YOUR GOAL: Please retype the entries exactly as they stand, leaving out any pictures.

Collection entries:

::::

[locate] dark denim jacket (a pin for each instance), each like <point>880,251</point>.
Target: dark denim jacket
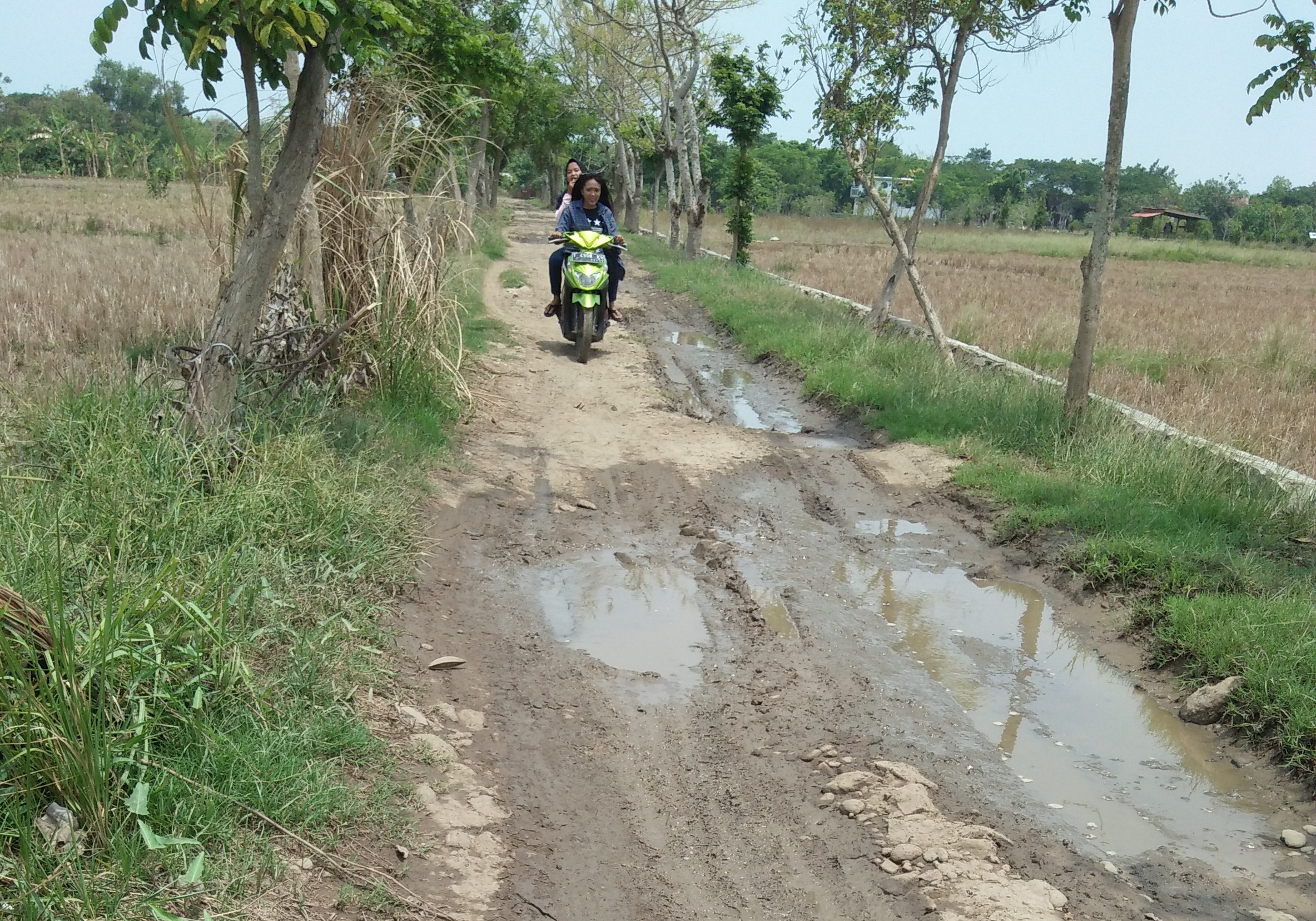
<point>573,219</point>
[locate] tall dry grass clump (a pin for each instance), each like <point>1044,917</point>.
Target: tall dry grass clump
<point>389,225</point>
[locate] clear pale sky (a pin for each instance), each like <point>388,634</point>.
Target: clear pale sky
<point>1188,103</point>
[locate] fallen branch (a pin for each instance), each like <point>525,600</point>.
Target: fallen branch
<point>341,866</point>
<point>315,353</point>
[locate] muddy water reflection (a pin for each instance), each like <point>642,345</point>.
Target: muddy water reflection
<point>737,394</point>
<point>890,527</point>
<point>628,614</point>
<point>1128,775</point>
<point>691,337</point>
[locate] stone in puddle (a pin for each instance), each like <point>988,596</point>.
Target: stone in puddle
<point>1206,705</point>
<point>1293,839</point>
<point>852,807</point>
<point>849,782</point>
<point>1272,915</point>
<point>411,716</point>
<point>902,853</point>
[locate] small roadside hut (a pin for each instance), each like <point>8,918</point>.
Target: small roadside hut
<point>1148,217</point>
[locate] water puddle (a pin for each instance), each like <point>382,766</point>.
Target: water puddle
<point>630,614</point>
<point>747,415</point>
<point>891,527</point>
<point>691,337</point>
<point>1128,775</point>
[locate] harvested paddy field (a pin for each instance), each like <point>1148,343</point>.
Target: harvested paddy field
<point>96,271</point>
<point>1214,338</point>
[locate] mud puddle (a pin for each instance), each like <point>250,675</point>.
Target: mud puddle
<point>890,527</point>
<point>1124,773</point>
<point>724,385</point>
<point>632,614</point>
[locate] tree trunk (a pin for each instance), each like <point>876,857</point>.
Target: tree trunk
<point>629,194</point>
<point>307,250</point>
<point>213,374</point>
<point>686,195</point>
<point>494,180</point>
<point>653,227</point>
<point>1094,263</point>
<point>246,52</point>
<point>882,310</point>
<point>699,186</point>
<point>475,165</point>
<point>637,199</point>
<point>893,230</point>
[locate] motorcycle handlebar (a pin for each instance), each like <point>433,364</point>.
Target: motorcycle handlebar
<point>564,240</point>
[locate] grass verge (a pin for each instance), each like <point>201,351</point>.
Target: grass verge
<point>1216,557</point>
<point>215,618</point>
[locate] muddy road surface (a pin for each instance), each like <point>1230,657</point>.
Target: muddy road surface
<point>726,658</point>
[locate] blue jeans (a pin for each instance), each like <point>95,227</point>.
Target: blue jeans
<point>616,271</point>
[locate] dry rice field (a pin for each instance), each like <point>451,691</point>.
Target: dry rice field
<point>1221,349</point>
<point>94,273</point>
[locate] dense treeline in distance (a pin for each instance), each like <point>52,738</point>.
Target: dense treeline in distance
<point>115,127</point>
<point>803,178</point>
<point>977,190</point>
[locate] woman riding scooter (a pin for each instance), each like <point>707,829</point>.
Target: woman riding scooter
<point>590,210</point>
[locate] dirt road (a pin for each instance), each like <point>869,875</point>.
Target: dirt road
<point>728,660</point>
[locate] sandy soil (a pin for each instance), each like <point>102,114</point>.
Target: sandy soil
<point>678,703</point>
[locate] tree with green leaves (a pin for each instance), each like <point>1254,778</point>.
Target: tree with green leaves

::::

SOLVED PROBLEM:
[locate] dark denim jacket (a pin for each instance), each like <point>880,251</point>.
Target: dark denim jacket
<point>573,219</point>
[locate] tall dry grass clump (a pin for each instance), each like <point>1044,917</point>.
Target: tall dry grass clump
<point>389,225</point>
[locate] clear pale sky (a pin for each instance), each like <point>388,634</point>.
Target: clear pale sky
<point>1188,103</point>
[locate] fallen branch (a pin for each instance), each like <point>525,600</point>.
Target: fallen branch
<point>341,866</point>
<point>315,353</point>
[locate] muddy water reflection (a pin for each instance), each like <point>642,345</point>.
Target: muddy water reflection
<point>737,394</point>
<point>890,527</point>
<point>628,614</point>
<point>1128,775</point>
<point>691,337</point>
[locate] stone in puddle (a pin for each instance), each like <point>988,596</point>.
Target: stone in puddle
<point>1206,705</point>
<point>1293,839</point>
<point>852,807</point>
<point>849,782</point>
<point>1272,915</point>
<point>411,716</point>
<point>902,853</point>
[locate] small roadside hut (a pin for each instance), each like <point>8,918</point>.
Target: small roadside hut
<point>1148,217</point>
[locate] water puddle (a pin for each instance), each like <point>382,766</point>.
Target: water puddle
<point>630,614</point>
<point>747,415</point>
<point>891,527</point>
<point>691,337</point>
<point>1128,775</point>
[locate] harvested paddy field (a pin for each instance), each like <point>1148,343</point>.
Target: harvested paddy field
<point>96,271</point>
<point>1214,338</point>
[locate] mud puddle (a pin for each instance), each like <point>250,675</point>.
Target: mud puddle
<point>890,527</point>
<point>1124,773</point>
<point>724,385</point>
<point>632,614</point>
[locate] tree trunk (a pin for each instance), each like <point>876,857</point>.
Target: tree trunk
<point>629,194</point>
<point>307,250</point>
<point>213,374</point>
<point>686,195</point>
<point>494,180</point>
<point>653,227</point>
<point>1094,263</point>
<point>246,52</point>
<point>882,310</point>
<point>699,186</point>
<point>475,165</point>
<point>637,199</point>
<point>893,230</point>
[locate] motorcycle handlebar (a pin for each instance), each like <point>433,364</point>.
Target: motorcycle handlebar
<point>564,240</point>
[locate] grass verge (a pin for each instance), each like <point>201,351</point>.
Target: grass verge
<point>1216,557</point>
<point>215,618</point>
[locate] muddy road surface (a pin for each instance), each like <point>1230,657</point>.
Target: muddy road surface
<point>726,658</point>
[locate] blue jeans (a pin for each instance), each like <point>95,227</point>.
Target: blue jeans
<point>616,271</point>
[locate] dry rice field (a pin for each instance), each like <point>451,691</point>.
Target: dry rice field
<point>1221,349</point>
<point>94,273</point>
[locate] dense treeline in distance (a pin for each instance), each like <point>52,738</point>.
Target: dense treeline in distance
<point>115,127</point>
<point>803,178</point>
<point>977,190</point>
[locate] woman riding scooter (a pin for each instance), each like <point>707,829</point>.
Target: woman riding scooter
<point>590,210</point>
[locate] dirt road (a pin for each instance), each like <point>869,875</point>.
Target: dirt road
<point>728,660</point>
[locate] sandy soil (a pin for each instance), each like <point>102,114</point>.
Target: sandy soil
<point>678,703</point>
[locate] tree with green leaves (a pin for each instance), each like <point>1254,778</point>.
Target: tree with green leaves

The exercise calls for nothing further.